══ EXERCISE TEXT

Sunrise brief: Indiana utility asks to add 400 MW of solar capacity


CenterPoint Energy asked Indiana state utility regulators for the go-ahead to acquire a 300 MW solar array as part of the company’s electric generation transition plan, announced in June 2020.

The company also sought regulatory approval to enter into a power purchase agreement (PPA) for an additional 100 MW of solar energy.

The utility said it plans to enter into an agreement with Capital Dynamics to build the 300 MW solar energy project on 2,500 acres in Indiana’s far southwest corner, near Evansville. Arevon Energy Management and energy company Tenaska are co-developing the project, which would be owned by CenterPoint.

The utility also proposes buying 100 MW of solar power under a 25-year PPA from Clēnera, which is developing a separate project also in southwest Indiana.

The combined 400 MW of solar capacity is intended to support CenterPoint Energy’s goal to cut its operational emissions by 70% by 2035.

The Capital Dynamics project would include more than 730,000 solar panels, and could enter service in 2023.

Duke Energy solar project

Duke Energy has started work on the 50 MW Broad River Solar power plant near Charlotte, North Carolina.

The project will be owned and operated by Duke Energy Renewables, a unit of Duke Energy. The project was selected as part of the competitive bidding process established by 2017’s solar legislation in North Carolina.

The power plant will contain more than 170,000 solar panels across approximately 500 acres, and is expected to enter service by the end of 2021.

Under North Carolina’s Competitive Procurement for Renewable Energy, proposed projects must be built where there is a need for energy capacity on the Duke Energy system in North Carolina or South Carolina.

The facility’s design, procurement of inverters, balance of plant systems, and project construction will be performed by Swinerton. Power will be sold through a 20-year power purchase agreement.

════

* REQUIREMENT 1
Reproduce the passage of the solar news brief that begins with the words containing "The power plant" and ends with "power purchase agreement.".
* REQUIREMENT 2
Write what comes next in the solar news brief, beginning after its last sentence.
The rows are material separate from the solar news brief.

══ STORED DATA

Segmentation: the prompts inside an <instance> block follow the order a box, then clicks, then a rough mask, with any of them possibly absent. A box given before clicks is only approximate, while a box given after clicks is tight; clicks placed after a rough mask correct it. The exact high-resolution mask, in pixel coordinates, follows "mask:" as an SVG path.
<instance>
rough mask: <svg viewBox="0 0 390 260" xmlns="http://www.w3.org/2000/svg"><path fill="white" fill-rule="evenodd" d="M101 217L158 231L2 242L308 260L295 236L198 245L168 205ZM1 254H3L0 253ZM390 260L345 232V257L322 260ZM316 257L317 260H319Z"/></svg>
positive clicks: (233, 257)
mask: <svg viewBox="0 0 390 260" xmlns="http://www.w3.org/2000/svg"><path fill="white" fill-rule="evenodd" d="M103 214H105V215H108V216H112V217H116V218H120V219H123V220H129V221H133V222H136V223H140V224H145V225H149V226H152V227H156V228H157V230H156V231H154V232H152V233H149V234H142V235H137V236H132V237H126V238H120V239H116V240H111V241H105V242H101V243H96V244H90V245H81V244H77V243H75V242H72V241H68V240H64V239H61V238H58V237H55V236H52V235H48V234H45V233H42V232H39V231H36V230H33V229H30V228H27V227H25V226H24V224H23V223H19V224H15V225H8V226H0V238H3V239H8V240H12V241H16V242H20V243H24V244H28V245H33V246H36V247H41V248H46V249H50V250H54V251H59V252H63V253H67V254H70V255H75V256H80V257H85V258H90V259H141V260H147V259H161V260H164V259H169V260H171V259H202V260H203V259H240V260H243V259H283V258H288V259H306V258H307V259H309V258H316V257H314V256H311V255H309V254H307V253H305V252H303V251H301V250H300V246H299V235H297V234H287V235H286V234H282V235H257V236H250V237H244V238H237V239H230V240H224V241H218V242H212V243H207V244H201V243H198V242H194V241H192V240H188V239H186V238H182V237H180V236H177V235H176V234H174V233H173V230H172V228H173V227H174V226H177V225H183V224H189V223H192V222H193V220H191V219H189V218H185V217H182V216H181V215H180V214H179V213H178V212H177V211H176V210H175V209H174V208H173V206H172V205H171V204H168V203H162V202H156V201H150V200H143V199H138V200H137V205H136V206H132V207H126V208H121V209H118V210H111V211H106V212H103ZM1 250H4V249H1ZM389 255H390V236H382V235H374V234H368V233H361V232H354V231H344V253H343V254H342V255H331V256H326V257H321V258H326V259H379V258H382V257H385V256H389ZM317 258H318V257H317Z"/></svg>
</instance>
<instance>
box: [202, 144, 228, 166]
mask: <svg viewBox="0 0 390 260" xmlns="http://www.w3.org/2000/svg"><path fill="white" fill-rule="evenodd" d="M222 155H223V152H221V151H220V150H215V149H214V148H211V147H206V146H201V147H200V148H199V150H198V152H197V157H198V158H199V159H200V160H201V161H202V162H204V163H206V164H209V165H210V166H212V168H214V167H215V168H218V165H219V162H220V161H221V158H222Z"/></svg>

════

* REPLY 1
The power plant will contain more than 170,000 solar panels across approximately 500 acres, and is expected to enter service by the end of 2021.

Under North Carolina’s Competitive Procurement for Renewable Energy, proposed projects must be built where there is a need for energy capacity on the Duke Energy system in North Carolina or South Carolina.

The facility’s design, procurement of inverters, balance of plant systems, and project construction will be performed by Swinerton. Power will be sold through a 20-year power purchase agreement.

* REPLY 2
Nearing completion

Altus Power America is targeting a second quarter completion date for a combined solar plus energy storage system in Massachusetts. The project comprises a 2.9 MW solar system and a 2 MWh battery system. Altus Power said the system is a part of the Massachusetts SMART program.

AC Power community solar

AC Power submitted nine community solar projects in early February for consideration by the New Jersey Board of Public Utilities (NJBPU). If all projects are selected, AC Power’s portfolio would provide 19.49 MW of solar capacity in the Jersey Central Power & Light service territory and 12.04 MW in the Atlantic City Electric service territory, for a total of 31.53 MW of solar power.

Run by the NJBPU, the three-year program will accept more than 225 MW of community solar projects aimed at helping New Jersey reach its goal of generating 100% clean energy by 2050. The program’s second year goal aims to award 150 MW of community solar, doubling the capacity accepted in the first year.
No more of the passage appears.